• **Given records**:
────────────────────────────────────────

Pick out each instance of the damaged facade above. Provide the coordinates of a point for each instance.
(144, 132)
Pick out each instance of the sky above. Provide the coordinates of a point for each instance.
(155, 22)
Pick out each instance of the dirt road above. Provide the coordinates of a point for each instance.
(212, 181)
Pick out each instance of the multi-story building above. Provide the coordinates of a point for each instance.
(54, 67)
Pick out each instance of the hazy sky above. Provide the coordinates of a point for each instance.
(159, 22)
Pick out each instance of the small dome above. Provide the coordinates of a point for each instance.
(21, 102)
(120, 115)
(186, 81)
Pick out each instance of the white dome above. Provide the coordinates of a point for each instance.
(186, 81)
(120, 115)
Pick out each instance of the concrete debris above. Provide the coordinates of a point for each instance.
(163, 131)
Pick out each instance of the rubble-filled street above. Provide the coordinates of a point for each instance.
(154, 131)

────────────────────────────────────────

• **What to work on**: Write out every line of the entries above as a single numbered list, leaving out any blank lines.

• **Written answer**:
1. Pick out each instance of the damaged facade above. Provide the coordinates of a point for each instance.
2. (144, 132)
3. Pick out each instance of the sky above. Provide the coordinates of a point for each instance.
4. (155, 22)
5. Pick out each instance of the dirt road above. Provide the coordinates of a point for each instance.
6. (212, 181)
7. Pick out each instance of the multi-story building above. Provide the coordinates of a point for each instance.
8. (54, 67)
9. Pick out each instance of the hazy sky above. Provide the coordinates of a point for each instance.
10. (159, 22)
11. Pick out each instance of the small dome above. Provide the coordinates of a point for each instance.
12. (21, 102)
13. (120, 115)
14. (186, 81)
15. Pick out each instance of the white dome above. Provide the coordinates of a point for each instance.
16. (186, 81)
17. (120, 115)
18. Pick out each instance of the concrete debris above. Provide the coordinates of a point for each instance.
19. (163, 131)
20. Pick out each instance of the rubble-filled street above. Provide the coordinates of a point for each instance.
21. (154, 131)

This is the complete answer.